__QUOTED PASSAGE__:
— Begin —

You may have noticed that many of our recent models take a long time to tune, cross-validate, and/or train. One thing we can do to help our timing is to save the model object so that we can come back to it at a later time. Or once you have your finalized, fitted model for your project, you can just save it to import it into your final report—then you won’t have to re-fit/tune/cv each time you want to knit!
To do this, we will use the readr
package. Here we are
going to create a model, fit it, then save it to our system.
library(baguette)
penguins_wf <- workflow() %>%
add_recipe(new_recipe) %>%
add_model(
bag_tree() %>%
set_mode("classification") %>%
set_engine("rpart")
)
penguins_fit <- penguins_wf %>% fit(data=penguins)
library(readr)
write_rds(penguins_fit, "final_model.rds")
We can now remove everything from the environment, and still load the model:
model <- read_rds("final_model.rds")
model
## ══ Workflow [trained] ══════════════════════════════════════════════════════════
## Preprocessor: Recipe
## Model: bag_tree()
##
## ── Preprocessor ────────────────────────────────────────────────────────────────
## 3 Recipe Steps
##
## • step_normalize()
## • step_impute_knn()
## • step_impute_median()
##
## ── Model ───────────────────────────────────────────────────────────────────────
## Bagged CART (classification with 11 members)
##
## Variable importance scores include:
##
## # A tibble: 7 × 4
## term value std.error used
## <chr> <dbl> <dbl> <int>
## 1 bill_length_mm 134. 1.96 11
## 2 flipper_length_mm 133. 2.85 11
## 3 bill_depth_mm 120. 1.58 11
## 4 body_mass_g 105. 2.87 11
## 5 island 88.7 4.49 11
## 6 sex 2.59 1.00 6
## 7 year 1.46 0.172 8

— End —

Condense the paragraph beginning "You may have noticed" in the passage on saving fitted models into a short bulleted list that keeps its main facts.

__DATA SECTION__:
— Begin —

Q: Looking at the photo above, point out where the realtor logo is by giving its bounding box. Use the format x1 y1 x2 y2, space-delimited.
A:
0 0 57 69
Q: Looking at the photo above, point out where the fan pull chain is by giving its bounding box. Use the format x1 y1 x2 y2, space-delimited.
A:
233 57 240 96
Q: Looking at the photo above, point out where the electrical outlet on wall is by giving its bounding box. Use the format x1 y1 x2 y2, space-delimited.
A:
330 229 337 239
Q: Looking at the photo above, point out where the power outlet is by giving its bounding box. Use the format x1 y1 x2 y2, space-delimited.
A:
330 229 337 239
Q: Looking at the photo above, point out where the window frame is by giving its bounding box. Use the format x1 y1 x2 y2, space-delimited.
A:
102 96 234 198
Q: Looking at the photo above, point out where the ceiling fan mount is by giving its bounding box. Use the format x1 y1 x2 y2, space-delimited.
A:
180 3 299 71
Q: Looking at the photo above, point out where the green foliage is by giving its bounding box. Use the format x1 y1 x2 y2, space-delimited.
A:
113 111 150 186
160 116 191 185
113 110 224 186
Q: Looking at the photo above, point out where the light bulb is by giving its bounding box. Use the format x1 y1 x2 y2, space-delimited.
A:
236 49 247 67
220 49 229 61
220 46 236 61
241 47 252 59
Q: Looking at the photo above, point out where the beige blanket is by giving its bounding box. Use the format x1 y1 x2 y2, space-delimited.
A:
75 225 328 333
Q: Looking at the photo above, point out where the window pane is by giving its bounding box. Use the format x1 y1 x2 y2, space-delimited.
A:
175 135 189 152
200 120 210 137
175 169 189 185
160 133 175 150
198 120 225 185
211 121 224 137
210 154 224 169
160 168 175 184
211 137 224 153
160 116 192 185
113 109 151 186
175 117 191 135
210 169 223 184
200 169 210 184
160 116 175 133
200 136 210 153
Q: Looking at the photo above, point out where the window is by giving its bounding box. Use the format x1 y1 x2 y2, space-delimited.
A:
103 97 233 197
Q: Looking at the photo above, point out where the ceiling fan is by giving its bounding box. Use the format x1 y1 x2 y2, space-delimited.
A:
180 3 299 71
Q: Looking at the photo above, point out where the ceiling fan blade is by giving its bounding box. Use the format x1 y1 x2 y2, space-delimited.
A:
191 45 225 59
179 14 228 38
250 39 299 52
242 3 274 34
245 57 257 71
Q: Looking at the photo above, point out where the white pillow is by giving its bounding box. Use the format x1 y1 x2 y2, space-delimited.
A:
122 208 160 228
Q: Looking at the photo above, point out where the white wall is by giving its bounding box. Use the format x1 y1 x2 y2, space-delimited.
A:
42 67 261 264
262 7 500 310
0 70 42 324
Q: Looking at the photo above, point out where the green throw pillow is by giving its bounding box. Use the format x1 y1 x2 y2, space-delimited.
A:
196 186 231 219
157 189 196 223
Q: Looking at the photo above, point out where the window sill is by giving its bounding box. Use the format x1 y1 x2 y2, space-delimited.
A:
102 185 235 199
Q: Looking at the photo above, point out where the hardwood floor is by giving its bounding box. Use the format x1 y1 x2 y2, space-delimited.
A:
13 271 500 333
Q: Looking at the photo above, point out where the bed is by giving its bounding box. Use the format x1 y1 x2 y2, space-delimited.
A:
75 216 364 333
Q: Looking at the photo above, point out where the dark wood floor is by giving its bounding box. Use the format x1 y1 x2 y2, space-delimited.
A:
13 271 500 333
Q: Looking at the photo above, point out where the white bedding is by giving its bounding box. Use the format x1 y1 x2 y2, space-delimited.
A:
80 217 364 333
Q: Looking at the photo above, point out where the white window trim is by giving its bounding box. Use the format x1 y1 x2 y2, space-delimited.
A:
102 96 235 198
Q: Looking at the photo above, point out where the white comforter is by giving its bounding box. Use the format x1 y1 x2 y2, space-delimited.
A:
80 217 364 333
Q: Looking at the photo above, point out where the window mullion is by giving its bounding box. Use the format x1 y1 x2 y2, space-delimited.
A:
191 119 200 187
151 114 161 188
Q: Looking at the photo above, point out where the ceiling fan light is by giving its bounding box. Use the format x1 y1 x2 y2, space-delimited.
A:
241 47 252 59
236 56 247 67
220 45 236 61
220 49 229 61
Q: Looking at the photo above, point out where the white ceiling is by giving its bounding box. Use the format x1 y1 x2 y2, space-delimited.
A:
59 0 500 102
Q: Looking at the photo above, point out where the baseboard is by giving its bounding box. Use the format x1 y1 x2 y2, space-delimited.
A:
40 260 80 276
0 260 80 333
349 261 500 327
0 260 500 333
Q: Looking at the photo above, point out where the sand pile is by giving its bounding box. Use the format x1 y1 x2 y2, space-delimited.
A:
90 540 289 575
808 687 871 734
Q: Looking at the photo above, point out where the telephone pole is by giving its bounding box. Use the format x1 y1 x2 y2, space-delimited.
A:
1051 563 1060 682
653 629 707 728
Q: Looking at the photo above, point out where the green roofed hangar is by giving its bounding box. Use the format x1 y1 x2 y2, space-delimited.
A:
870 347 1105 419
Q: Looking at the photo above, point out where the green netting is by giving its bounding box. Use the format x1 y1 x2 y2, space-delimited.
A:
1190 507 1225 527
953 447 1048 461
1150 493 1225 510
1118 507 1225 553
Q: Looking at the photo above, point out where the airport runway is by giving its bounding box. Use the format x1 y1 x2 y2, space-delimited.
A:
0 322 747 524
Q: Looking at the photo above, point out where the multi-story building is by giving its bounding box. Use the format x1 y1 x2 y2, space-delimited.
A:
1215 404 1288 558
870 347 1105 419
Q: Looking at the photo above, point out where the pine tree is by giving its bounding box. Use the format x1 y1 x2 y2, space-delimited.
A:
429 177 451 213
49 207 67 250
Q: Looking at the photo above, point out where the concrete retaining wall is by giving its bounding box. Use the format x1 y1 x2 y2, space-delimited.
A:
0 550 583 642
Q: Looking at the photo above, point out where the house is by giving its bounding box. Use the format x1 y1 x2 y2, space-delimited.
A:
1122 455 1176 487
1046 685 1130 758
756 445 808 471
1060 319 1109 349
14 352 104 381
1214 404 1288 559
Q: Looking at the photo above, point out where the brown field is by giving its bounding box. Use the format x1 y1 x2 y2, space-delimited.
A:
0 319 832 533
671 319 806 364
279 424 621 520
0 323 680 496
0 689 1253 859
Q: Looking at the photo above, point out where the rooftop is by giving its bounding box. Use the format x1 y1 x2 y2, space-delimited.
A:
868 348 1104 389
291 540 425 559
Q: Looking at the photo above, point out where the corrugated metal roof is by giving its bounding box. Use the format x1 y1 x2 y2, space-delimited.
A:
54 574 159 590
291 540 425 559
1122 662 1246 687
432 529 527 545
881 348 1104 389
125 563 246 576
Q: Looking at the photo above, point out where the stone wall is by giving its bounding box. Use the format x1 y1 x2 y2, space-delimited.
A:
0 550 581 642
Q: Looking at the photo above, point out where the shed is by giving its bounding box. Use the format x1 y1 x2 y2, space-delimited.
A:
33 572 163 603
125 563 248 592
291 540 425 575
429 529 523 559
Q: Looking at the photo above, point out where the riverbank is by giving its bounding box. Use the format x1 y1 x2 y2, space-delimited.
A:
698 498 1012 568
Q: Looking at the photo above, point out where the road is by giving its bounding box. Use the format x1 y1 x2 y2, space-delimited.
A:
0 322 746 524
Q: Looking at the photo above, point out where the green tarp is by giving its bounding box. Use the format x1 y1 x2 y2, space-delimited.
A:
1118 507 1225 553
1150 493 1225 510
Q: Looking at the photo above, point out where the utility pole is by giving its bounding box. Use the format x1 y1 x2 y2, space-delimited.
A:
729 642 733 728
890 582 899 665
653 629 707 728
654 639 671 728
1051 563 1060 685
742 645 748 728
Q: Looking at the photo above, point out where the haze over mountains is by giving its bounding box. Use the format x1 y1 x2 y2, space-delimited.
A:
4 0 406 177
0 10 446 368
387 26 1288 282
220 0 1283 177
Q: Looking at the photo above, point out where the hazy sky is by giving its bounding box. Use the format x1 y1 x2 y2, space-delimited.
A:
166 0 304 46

— End —

__RESULT OF THIS TASK__:
- Many recent models take a long time to tune, cross-validate, and/or train.
- Saving the model object lets you come back to it later, which helps with timing.
- A finalized, fitted model can be saved and imported into the final report, so it need not be re-fit, tuned, or cross-validated each time you knit.